▶ [DIRECTIVE]: Return the lines of the listing between the line holding "child in white robe | outline every instance" and the line holding "M 78 107 L 84", inclusive, reproducing each one verbatim.
----- THE RECORDS -----
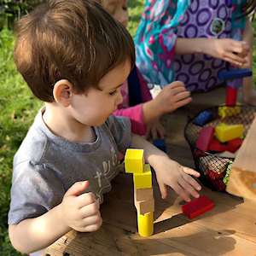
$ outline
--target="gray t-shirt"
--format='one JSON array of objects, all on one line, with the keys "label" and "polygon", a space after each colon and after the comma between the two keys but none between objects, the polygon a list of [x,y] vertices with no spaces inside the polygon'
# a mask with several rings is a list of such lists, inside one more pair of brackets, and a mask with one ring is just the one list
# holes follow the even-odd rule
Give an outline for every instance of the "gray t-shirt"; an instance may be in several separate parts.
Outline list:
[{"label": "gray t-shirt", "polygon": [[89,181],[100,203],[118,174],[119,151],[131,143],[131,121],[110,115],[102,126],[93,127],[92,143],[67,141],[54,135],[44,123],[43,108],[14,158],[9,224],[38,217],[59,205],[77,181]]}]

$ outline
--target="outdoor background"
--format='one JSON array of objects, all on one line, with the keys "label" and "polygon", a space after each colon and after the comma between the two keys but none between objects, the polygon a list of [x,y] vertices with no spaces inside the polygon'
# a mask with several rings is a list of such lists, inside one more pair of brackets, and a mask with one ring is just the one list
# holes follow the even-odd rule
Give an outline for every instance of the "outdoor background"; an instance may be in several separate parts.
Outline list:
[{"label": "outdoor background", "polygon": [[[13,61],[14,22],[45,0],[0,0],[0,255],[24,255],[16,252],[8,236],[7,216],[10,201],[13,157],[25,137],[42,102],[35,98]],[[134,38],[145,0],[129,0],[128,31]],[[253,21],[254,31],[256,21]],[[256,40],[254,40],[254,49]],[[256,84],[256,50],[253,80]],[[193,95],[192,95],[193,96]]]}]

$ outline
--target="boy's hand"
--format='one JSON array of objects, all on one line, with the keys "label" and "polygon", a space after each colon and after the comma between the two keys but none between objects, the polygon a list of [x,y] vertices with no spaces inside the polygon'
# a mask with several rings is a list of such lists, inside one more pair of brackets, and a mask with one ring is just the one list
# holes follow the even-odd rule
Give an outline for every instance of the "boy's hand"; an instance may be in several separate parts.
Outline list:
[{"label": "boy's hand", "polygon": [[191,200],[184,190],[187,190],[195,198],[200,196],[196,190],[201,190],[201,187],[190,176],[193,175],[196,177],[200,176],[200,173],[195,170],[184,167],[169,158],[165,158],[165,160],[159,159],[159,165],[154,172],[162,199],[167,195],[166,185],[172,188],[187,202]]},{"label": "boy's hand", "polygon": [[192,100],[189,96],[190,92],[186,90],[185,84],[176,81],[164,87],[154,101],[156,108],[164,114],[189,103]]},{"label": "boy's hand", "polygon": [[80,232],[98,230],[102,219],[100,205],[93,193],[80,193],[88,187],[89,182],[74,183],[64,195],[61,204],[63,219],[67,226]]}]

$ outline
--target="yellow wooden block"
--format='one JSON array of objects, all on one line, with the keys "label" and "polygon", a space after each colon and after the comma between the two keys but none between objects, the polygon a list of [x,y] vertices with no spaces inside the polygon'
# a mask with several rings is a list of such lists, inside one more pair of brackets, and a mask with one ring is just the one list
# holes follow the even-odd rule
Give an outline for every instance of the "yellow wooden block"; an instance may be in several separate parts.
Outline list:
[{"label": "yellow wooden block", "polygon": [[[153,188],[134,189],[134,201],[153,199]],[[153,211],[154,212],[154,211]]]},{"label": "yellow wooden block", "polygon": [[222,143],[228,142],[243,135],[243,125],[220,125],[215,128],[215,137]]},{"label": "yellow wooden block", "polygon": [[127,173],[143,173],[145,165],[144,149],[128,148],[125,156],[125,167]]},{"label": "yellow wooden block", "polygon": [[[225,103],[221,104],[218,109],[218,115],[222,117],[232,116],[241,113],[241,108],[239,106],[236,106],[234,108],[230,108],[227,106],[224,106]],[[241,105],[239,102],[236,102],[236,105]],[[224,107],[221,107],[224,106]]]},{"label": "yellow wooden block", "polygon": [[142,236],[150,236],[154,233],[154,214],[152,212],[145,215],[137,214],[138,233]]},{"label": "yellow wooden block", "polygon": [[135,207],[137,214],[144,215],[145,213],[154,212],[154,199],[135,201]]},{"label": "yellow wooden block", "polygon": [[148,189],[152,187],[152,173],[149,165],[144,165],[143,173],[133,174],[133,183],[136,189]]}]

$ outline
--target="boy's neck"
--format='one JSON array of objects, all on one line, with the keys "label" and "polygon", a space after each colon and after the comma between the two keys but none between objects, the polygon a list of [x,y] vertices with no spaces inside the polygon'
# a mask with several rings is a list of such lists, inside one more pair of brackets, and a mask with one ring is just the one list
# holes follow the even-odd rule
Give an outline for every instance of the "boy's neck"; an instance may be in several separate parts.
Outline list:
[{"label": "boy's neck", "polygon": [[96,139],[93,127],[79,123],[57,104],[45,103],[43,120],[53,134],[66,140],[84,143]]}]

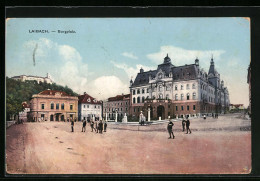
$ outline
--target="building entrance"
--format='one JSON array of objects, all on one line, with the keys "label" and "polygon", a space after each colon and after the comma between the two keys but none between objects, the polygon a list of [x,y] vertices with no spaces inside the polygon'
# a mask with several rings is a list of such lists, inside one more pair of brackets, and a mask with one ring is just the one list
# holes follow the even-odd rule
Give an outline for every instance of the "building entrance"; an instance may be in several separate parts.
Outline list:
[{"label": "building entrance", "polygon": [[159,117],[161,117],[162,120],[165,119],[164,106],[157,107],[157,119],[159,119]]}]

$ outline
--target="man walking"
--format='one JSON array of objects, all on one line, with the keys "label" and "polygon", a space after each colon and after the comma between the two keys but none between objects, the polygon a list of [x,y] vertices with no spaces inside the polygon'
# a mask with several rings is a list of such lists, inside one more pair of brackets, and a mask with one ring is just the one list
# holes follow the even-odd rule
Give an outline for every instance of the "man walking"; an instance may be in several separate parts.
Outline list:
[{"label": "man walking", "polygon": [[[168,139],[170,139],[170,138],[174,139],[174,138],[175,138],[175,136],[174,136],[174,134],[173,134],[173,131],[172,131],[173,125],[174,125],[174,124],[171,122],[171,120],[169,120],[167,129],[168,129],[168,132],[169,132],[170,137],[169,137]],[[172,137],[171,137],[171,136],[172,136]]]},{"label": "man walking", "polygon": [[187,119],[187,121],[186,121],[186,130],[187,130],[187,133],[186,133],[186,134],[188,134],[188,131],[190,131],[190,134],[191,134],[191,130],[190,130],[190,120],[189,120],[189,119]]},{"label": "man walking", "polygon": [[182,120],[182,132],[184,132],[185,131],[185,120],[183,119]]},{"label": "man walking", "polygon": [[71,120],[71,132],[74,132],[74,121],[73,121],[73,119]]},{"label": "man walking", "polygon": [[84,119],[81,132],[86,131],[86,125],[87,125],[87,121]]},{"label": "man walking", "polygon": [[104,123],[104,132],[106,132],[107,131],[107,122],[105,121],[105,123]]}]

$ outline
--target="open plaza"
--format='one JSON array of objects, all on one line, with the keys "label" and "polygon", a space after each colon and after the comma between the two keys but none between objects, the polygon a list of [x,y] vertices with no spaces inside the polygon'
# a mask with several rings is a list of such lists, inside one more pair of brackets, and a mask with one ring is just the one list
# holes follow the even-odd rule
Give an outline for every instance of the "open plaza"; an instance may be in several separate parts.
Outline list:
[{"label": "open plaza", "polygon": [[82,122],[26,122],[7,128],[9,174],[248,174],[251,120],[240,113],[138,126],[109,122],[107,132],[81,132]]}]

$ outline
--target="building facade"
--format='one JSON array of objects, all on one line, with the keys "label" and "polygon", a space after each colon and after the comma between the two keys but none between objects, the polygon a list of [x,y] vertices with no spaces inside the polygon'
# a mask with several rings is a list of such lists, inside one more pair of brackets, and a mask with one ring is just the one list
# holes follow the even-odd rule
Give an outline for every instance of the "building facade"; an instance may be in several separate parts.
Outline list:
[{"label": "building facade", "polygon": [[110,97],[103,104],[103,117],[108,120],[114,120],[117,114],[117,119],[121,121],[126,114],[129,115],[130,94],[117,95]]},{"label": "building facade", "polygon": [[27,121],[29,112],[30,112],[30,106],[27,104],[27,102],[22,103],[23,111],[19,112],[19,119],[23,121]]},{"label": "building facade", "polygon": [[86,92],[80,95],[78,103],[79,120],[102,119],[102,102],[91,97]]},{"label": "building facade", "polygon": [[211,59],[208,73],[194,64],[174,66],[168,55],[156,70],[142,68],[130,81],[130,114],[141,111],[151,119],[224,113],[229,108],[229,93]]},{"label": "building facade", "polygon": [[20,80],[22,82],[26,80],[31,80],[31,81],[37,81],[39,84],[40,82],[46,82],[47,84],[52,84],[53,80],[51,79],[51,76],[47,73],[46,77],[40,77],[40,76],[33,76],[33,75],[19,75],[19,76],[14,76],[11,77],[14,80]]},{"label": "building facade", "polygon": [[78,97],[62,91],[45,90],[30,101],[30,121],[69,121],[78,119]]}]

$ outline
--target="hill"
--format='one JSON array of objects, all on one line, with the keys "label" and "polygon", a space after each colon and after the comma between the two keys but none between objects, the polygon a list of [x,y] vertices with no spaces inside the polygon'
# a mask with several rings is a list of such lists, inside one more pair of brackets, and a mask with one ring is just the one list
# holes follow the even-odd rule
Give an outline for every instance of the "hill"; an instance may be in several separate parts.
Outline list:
-----
----- THE RECORDS -----
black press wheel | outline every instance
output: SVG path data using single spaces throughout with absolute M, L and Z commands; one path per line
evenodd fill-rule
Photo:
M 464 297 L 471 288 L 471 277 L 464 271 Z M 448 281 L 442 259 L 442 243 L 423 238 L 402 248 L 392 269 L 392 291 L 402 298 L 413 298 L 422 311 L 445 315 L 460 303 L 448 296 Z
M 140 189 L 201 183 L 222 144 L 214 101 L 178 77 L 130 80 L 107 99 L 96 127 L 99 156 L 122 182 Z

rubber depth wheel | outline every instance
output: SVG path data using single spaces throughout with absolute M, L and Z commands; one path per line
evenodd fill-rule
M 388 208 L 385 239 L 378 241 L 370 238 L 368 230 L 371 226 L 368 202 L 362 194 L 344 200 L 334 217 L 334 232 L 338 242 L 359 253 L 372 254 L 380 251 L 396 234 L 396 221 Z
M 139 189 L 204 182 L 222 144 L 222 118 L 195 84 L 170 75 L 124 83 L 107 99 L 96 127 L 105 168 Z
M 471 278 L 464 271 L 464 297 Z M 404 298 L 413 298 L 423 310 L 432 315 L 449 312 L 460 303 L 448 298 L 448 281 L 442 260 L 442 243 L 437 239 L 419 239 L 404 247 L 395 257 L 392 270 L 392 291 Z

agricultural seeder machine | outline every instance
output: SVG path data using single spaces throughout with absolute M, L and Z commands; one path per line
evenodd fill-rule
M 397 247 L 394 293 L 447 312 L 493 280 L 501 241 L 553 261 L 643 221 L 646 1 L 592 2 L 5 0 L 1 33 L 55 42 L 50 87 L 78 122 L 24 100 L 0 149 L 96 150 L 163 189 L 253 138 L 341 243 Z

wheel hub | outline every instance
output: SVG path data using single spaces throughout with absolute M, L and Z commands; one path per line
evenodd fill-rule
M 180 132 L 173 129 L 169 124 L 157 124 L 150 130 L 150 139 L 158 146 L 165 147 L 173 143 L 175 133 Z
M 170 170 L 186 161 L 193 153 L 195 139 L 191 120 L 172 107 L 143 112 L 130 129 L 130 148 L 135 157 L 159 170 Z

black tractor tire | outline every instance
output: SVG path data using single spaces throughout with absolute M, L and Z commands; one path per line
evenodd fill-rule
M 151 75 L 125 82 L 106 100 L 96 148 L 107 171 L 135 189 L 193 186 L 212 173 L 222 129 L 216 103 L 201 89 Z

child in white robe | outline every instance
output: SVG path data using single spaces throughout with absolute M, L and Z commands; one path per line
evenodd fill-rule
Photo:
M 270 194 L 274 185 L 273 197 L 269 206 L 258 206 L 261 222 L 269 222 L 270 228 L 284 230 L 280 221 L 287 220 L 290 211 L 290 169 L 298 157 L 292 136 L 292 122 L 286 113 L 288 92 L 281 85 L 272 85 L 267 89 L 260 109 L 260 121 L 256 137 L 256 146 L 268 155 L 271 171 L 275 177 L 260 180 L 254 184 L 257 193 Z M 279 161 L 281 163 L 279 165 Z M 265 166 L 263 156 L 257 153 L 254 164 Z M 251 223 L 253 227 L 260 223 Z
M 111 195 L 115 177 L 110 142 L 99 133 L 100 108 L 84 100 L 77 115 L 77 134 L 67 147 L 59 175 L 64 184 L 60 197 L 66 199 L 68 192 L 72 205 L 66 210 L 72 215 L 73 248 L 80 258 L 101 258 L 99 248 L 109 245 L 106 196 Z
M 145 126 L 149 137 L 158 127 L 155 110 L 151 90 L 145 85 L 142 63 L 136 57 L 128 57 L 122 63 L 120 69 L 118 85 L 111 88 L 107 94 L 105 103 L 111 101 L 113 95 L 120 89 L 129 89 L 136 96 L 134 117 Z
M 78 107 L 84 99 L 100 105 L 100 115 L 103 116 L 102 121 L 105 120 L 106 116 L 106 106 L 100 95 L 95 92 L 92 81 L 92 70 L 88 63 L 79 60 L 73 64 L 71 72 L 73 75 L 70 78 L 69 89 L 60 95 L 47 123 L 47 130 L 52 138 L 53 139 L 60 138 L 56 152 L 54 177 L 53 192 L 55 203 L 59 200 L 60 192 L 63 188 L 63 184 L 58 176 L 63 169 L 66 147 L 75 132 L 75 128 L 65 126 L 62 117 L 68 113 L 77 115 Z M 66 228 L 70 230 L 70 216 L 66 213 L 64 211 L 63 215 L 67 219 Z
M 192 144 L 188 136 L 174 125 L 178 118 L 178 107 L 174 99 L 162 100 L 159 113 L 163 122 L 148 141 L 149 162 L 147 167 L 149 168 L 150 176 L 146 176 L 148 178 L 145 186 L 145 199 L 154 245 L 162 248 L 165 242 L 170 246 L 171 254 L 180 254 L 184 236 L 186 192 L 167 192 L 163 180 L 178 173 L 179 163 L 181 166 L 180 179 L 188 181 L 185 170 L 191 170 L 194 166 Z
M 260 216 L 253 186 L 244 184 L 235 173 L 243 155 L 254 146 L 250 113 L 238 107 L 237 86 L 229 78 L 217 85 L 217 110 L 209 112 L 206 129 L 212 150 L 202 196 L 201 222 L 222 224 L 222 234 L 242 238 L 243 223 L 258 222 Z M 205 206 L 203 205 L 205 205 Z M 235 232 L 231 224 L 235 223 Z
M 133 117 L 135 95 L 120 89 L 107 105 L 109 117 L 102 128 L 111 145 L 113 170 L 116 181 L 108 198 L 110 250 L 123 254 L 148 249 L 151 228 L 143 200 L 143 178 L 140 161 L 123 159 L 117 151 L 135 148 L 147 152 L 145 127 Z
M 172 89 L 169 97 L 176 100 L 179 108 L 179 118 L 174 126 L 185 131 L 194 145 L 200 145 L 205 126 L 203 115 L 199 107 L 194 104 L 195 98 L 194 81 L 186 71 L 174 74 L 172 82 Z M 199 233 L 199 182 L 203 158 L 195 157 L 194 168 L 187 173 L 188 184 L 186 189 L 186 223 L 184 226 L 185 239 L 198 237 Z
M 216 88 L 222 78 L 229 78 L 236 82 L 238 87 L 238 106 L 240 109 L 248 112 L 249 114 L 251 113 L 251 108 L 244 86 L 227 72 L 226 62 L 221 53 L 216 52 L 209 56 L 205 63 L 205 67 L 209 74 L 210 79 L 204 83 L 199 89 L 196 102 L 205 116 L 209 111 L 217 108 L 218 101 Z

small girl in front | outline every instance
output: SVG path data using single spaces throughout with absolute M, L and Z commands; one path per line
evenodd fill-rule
-----
▶ [ANSWER FOR THIS EXERCISE]:
child in white robe | outline every instance
output: SVG path data using single spaces throughout with absolute M, L and Z commands; one path per line
evenodd fill-rule
Photo:
M 270 194 L 274 185 L 273 197 L 269 206 L 258 206 L 261 222 L 269 222 L 270 228 L 284 230 L 280 221 L 287 220 L 290 211 L 290 169 L 298 157 L 292 136 L 292 122 L 286 113 L 288 92 L 281 85 L 272 85 L 267 89 L 260 109 L 260 121 L 256 137 L 256 146 L 268 155 L 271 171 L 275 177 L 260 180 L 254 184 L 257 193 Z M 279 161 L 281 163 L 279 165 Z M 265 166 L 263 156 L 257 153 L 254 164 Z M 251 223 L 253 227 L 260 223 Z
M 111 195 L 115 177 L 110 142 L 99 133 L 100 108 L 84 100 L 77 115 L 77 134 L 67 147 L 59 175 L 64 184 L 60 197 L 66 199 L 68 192 L 72 205 L 66 210 L 72 215 L 73 248 L 80 258 L 101 258 L 99 248 L 109 245 L 106 196 Z
M 145 126 L 149 137 L 158 127 L 155 110 L 151 90 L 145 85 L 142 63 L 136 57 L 128 57 L 122 63 L 120 69 L 118 85 L 111 88 L 107 94 L 105 103 L 111 101 L 113 95 L 120 89 L 129 89 L 136 96 L 134 117 Z
M 78 107 L 84 99 L 100 105 L 100 115 L 103 116 L 102 121 L 105 120 L 106 116 L 106 106 L 100 95 L 95 92 L 92 81 L 92 70 L 88 63 L 79 60 L 73 64 L 71 72 L 73 75 L 70 78 L 69 89 L 60 95 L 47 123 L 47 130 L 52 138 L 53 139 L 60 138 L 56 152 L 54 177 L 53 192 L 55 203 L 59 200 L 60 192 L 63 188 L 63 184 L 58 176 L 63 169 L 66 147 L 75 132 L 75 128 L 65 126 L 62 117 L 68 113 L 77 115 Z M 66 228 L 70 230 L 70 216 L 66 213 L 64 211 L 63 215 L 67 219 Z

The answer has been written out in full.